◆ Reading text:
The cost of college has risen so high that even middle and higher-income parents may qualify for some financial aid. Beyond how much money you earn, how a family structures college savings and general finances in the years leading up to and during college can have an impact on how much aid you’re offered.
It wasn’t always like this. Once upon a time, students could pay their tuition at a public university with the money they earned working during summer. Now, students would have to work full-time all year to pay the average public school tuition, which has skyrocketed to $10,000 for in-state students and $25,000 for out-of-state students for the 2016-2017 school year, according to the College Board. Private colleges and universities are charging an average of more than $33,000 per year. And don’t forget, you still need to set aside money for room, board, books, and Albert Einstein posters.
All this means that most American families have a gap between what they can pay toward college and what college costs. Fortunately, a university’s published “sticker price” is not what most families pay, especially for private colleges. According to the National Center for Education Statistics, even students with household incomes of $110,000 or more received an average of $15,240 in the 2013-14 school year to defray the cost of private nonprofit colleges, and $1,860 for public schools.
And that’s just the federal grants, loans, and work study jobs. Many schools also offer institutional aid consisting of grants, scholarships, and loans. Some well-endowed schools even promise to cover the entire difference between the family’s resources and the price (usually incorporating a combination of loans and other aid types). These financial aid packages can be so large that some families pay less for the most expensive colleges than they would have paid for their local state school.
How much aid a student is offered depends on a lot of things. Much of it has to do with how a family’s finances are organized and how they fill out the Free Application for Federal Student Aid (FAFSA) from the year before their kid starts college. Let’s look at strategies for students to maximize available college funds.
1. Be strategic with college savings accounts
First of all, parents should make retirement their top savings priority, not education, because you can get loans for education, but there are no loans to fund retirement.
“It’s just like being on an airplane: Help yourself first before assisting others,” says Carol Stack, author of The Financial Aid Handbook: Getting the Education You Want for the Price You Can Afford.

◆ Direction:
Update the stretch from "And that’s just" through "available college funds." in the college financial aid text, putting "school-funded aid" wherever "institutional aid" appears.

Rows from a dataset
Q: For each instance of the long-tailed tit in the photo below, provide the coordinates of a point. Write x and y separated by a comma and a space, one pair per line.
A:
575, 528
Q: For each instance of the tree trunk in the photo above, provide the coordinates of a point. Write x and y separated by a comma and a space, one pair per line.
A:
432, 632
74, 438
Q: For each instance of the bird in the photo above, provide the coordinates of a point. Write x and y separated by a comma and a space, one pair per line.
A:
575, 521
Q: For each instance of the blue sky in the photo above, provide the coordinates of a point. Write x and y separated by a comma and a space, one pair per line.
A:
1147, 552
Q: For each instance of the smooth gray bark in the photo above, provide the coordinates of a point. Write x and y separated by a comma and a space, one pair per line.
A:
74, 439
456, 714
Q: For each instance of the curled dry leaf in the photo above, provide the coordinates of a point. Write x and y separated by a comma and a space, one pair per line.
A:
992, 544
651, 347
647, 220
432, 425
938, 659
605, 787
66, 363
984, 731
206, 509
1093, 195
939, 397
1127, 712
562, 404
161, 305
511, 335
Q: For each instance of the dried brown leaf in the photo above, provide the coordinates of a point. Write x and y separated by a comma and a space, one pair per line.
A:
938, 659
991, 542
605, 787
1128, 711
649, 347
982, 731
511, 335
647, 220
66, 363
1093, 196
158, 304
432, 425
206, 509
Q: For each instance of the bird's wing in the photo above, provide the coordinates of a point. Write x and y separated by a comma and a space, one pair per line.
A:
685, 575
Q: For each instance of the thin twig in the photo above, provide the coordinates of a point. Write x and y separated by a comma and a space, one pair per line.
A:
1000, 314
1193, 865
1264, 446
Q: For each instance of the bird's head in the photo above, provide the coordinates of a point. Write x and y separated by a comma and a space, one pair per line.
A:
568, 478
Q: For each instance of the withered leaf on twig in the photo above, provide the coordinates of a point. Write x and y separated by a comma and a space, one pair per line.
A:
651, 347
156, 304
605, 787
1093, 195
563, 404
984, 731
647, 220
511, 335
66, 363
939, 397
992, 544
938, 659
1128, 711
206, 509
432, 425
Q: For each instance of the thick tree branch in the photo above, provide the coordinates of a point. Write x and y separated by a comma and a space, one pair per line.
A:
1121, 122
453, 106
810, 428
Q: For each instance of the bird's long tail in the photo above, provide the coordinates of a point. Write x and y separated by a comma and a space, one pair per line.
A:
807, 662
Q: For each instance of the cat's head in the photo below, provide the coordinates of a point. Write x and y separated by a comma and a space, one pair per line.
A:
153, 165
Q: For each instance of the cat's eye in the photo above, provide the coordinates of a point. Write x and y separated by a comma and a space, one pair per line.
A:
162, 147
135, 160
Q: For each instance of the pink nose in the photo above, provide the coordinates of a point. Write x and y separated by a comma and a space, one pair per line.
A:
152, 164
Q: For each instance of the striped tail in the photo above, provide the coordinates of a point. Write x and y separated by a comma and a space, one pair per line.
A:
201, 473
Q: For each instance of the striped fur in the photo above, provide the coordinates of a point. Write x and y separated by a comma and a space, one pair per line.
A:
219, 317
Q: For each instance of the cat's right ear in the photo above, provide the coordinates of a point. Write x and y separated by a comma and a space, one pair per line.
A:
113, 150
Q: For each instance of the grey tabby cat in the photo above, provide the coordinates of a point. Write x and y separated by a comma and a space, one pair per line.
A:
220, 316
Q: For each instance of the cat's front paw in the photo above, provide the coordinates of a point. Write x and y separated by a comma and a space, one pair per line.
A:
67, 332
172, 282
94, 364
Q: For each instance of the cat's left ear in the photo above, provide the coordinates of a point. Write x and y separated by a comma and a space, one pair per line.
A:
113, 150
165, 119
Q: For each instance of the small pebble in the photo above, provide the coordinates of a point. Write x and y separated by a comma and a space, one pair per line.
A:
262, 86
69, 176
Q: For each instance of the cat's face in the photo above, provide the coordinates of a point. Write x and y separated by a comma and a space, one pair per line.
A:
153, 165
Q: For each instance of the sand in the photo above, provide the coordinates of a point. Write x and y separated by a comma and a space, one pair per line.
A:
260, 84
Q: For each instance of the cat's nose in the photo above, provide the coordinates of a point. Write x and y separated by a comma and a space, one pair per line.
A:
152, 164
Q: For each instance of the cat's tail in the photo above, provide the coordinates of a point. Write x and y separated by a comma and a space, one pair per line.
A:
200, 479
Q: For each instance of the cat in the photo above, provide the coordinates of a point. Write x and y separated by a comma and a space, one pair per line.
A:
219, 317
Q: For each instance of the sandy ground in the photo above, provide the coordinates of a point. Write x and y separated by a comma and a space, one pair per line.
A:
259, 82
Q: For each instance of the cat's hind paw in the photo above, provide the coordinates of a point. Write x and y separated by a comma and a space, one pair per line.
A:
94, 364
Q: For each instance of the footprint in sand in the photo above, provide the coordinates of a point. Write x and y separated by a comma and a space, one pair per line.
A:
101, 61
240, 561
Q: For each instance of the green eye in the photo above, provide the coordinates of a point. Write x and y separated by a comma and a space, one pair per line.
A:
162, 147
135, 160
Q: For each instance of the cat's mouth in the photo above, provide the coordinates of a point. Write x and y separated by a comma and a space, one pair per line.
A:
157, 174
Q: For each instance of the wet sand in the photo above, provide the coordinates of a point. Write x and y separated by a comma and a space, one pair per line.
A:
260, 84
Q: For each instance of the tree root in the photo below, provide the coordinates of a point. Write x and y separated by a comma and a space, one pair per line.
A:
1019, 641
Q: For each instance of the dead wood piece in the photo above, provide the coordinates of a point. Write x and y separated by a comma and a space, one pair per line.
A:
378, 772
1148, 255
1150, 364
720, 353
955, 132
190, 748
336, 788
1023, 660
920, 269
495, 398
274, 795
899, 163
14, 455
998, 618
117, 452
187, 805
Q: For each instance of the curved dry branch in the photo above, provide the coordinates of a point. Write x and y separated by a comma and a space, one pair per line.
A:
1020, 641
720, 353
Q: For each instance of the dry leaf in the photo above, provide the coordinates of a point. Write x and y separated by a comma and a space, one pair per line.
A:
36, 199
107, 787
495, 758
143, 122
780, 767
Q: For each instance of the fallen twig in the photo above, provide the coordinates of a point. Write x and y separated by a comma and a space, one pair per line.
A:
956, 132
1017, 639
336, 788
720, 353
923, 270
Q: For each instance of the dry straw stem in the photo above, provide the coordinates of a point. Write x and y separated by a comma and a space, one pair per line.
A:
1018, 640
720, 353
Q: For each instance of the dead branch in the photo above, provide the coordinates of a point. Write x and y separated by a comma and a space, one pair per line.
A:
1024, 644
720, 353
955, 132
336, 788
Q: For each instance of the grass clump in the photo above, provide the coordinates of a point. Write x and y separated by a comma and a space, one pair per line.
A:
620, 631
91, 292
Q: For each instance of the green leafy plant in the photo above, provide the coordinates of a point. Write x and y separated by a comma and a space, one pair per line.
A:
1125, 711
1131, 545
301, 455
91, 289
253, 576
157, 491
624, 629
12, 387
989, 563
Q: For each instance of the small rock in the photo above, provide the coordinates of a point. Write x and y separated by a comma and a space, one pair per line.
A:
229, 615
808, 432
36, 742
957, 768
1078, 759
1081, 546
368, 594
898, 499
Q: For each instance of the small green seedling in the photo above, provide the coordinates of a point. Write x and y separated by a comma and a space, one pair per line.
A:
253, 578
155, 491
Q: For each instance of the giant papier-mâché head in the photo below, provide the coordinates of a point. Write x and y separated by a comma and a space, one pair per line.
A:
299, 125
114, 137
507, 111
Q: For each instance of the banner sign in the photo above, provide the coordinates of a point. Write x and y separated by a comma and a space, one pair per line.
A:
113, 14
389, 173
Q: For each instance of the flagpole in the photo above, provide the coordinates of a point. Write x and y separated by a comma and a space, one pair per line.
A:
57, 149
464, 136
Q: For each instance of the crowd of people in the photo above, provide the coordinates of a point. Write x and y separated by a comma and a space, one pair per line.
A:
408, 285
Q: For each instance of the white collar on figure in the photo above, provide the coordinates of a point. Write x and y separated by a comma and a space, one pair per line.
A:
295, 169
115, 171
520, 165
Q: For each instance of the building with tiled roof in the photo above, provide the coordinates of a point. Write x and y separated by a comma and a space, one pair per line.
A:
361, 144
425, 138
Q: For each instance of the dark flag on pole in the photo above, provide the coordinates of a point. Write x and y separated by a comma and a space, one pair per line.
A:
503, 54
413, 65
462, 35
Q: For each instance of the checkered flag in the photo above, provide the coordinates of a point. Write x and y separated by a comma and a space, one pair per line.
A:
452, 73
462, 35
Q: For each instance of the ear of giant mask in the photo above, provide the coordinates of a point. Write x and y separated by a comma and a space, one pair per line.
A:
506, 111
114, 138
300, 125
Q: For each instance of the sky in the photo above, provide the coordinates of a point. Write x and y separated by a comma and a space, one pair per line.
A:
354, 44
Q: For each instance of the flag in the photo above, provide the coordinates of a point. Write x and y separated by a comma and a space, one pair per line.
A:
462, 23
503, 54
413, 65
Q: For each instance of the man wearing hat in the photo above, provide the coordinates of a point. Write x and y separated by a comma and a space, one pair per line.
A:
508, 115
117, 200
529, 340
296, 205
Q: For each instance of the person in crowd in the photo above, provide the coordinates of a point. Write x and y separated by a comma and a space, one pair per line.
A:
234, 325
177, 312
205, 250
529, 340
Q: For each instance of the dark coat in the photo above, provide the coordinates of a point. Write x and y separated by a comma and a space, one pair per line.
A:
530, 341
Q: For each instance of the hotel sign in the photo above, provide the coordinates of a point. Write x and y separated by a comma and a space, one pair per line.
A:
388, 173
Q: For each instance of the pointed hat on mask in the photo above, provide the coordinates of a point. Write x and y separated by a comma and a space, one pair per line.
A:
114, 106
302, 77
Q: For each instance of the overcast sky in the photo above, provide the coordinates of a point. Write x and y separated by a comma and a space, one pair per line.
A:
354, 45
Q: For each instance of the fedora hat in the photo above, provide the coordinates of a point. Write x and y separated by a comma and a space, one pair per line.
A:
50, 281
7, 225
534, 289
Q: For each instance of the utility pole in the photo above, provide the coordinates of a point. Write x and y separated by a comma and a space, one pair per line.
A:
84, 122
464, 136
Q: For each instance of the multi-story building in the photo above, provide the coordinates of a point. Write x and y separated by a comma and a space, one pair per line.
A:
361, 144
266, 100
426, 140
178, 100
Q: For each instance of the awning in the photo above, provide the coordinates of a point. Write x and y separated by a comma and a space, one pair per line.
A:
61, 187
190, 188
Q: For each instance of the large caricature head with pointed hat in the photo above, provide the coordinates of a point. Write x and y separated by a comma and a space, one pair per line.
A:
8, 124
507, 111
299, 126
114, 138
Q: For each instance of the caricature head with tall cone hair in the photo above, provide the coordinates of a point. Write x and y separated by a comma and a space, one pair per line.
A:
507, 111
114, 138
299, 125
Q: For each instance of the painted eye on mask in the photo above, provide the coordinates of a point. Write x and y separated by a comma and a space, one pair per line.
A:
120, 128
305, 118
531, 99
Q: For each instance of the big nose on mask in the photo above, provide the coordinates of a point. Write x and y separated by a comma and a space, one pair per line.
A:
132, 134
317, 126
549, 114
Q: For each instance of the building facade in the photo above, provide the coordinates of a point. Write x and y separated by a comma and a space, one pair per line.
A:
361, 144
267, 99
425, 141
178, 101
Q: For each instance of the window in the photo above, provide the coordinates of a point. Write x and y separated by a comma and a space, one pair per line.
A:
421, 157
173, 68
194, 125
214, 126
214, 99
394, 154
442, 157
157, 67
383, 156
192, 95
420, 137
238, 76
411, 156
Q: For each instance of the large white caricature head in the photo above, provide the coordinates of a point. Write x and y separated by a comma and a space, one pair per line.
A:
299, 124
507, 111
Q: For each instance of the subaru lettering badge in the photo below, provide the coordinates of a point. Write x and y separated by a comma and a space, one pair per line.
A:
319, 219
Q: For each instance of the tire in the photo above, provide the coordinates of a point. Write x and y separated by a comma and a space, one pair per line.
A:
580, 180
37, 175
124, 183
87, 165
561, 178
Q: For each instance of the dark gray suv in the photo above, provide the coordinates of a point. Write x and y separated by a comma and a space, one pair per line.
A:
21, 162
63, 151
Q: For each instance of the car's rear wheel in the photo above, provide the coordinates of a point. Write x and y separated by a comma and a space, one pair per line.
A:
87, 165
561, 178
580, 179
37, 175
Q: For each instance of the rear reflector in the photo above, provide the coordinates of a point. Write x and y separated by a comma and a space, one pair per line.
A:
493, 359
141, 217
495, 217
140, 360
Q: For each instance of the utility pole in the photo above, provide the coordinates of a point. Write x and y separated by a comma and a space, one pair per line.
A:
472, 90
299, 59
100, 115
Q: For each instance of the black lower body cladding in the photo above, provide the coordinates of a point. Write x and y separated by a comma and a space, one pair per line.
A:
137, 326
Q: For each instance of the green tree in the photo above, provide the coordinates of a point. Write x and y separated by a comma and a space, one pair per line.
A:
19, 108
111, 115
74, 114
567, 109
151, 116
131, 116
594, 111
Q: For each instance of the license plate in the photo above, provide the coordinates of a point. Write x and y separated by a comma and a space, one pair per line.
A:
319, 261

◆ Output for this exercise:
And that’s just the federal grants, loans, and work study jobs. Many schools also offer school-funded aid consisting of grants, scholarships, and loans. Some well-endowed schools even promise to cover the entire difference between the family’s resources and the price (usually incorporating a combination of loans and other aid types). These financial aid packages can be so large that some families pay less for the most expensive colleges than they would have paid for their local state school.
How much aid a student is offered depends on a lot of things. Much of it has to do with how a family’s finances are organized and how they fill out the Free Application for Federal Student Aid (FAFSA) from the year before their kid starts college. Let’s look at strategies for students to maximize available college funds.